-- Start of Given text --

After working at this some more tonight, I realise that of course I should be making the co-ordinates conversion in the shader after the transformation, and not before buffering the co-ordinates. So I believe gluUnProject is for code which does not use VAOs/VBOs, and so my ScreenToOglPositions function should not be used and instead I should be passing matrices to the shader using glm. I used to pass in two other matrices and have added them again (alongside the model matrix), but they don’t convert the screen co-ordinates to OpenGL co-ordinates and I wonder: is there another matrix I need to pass in to make the conversion?

Matrices passed to vertex shader, in addition to model matrix already in code above:

glUniformMatrix4fv( glGetUniformLocation( program_id, "view_matrix" ), 1, GL_FALSE,
    glm::value_ptr( glm::lookAt( glm::vec3( 0, 0, 3 ), glm::vec3( 0, 0, -1 ), glm::vec3( 0, 1, 0 ))));
glUniformMatrix4fv( glGetUniformLocation( program_id, "projection_matrix" ), 1, GL_FALSE,
    glm::value_ptr( glm::perspective( 45.0f, WINDOW_ASPECT_RATIO, 0.1f, 15.0f )));

Shader:

gl_Position = projection_matrix * view_matrix * model_matrix * vec4( position, 1.0 );

(I should really just multiply the projection/view/model matrices before passing them to the vector.)

Tim

(I don’t know if posts should be edited when replying to one’s own posts, or a new post added. And I couldn’t see any rules regarding this. So if this should have been an edit: sorry!)

I’ve realised where I went wrong. The first thing was of course, what I referred to last night just before going to bed. I was using a now deprecated non-VAO method in a VAO context. So this morning I took a look at the documentation for gluUnProject, and noticed it had the computation detailed there. So I’ve taken that and used it to make the calculation in the vertex shader, using an inverse matrix calculated using glm and passed in as a uniform value.

That was all pretty easy (assuming I got it right).

I’ve spent the remainder of the day trying to work out why rotation causes so much flicker, and translation causes the vertices to disappear. And it took me hours to realise my second mistake, which was that I don’t want to rotate or translate any vertices which I display at a fixed point on the screen. So … that was a big chunk of time wasted!

However, if there is a way to rotate (without flicker) and translate these elements around the screen, then it would be great if someone could describe how. It could be useful for animated interface controls.

In case there is any other beginner looking how to position something in screen-coordinates, I’ve attached the code below. It doesn’t really change much from the code in my first post, but rather does it correctly (I think).

-- End of Given text --
-- Start of Entries --

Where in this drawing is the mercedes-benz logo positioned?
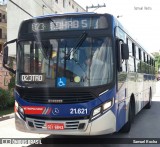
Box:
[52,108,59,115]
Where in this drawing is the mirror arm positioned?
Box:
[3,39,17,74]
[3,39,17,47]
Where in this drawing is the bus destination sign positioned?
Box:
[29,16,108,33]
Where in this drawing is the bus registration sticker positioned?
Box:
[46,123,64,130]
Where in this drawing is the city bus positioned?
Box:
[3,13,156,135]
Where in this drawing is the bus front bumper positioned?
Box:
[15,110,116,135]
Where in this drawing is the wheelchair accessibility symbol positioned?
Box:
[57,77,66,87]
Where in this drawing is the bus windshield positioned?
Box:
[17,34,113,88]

-- End of Entries --
-- Start of Entries --

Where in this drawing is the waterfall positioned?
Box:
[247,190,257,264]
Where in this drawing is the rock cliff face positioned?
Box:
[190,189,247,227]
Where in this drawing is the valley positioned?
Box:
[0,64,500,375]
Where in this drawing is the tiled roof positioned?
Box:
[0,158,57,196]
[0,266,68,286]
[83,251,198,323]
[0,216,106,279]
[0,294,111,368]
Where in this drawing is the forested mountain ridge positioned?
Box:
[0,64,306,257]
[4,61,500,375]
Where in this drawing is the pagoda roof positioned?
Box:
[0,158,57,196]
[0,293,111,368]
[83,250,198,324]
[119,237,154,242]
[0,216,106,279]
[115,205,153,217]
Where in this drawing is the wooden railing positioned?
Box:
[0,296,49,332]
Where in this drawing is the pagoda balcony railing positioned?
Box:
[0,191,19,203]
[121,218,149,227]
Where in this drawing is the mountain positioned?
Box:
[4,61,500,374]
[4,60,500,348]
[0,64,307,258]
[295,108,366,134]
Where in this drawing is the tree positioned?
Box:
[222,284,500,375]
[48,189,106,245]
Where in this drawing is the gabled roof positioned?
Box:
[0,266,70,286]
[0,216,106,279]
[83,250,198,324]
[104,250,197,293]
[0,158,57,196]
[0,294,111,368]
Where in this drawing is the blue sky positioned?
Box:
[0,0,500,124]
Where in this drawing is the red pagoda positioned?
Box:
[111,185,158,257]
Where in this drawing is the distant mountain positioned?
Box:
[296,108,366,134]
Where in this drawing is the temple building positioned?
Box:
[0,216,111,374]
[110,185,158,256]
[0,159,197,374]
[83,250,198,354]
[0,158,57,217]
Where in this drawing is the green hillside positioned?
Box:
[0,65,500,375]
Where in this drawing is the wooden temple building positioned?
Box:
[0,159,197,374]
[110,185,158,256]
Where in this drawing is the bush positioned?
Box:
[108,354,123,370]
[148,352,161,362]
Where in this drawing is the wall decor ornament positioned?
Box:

-- End of Entries --

*Given exercise*: Can you edit the forum post, starting with "gl_Position = projection_matrix" and going on through "to the vector.)", so that "matrices" becomes "transforms"?

*Response to this exercise*:
gl_Position = projection_matrix * view_matrix * model_matrix * vec4( position, 1.0 );

(I should really just multiply the projection/view/model transforms before passing them to the vector.)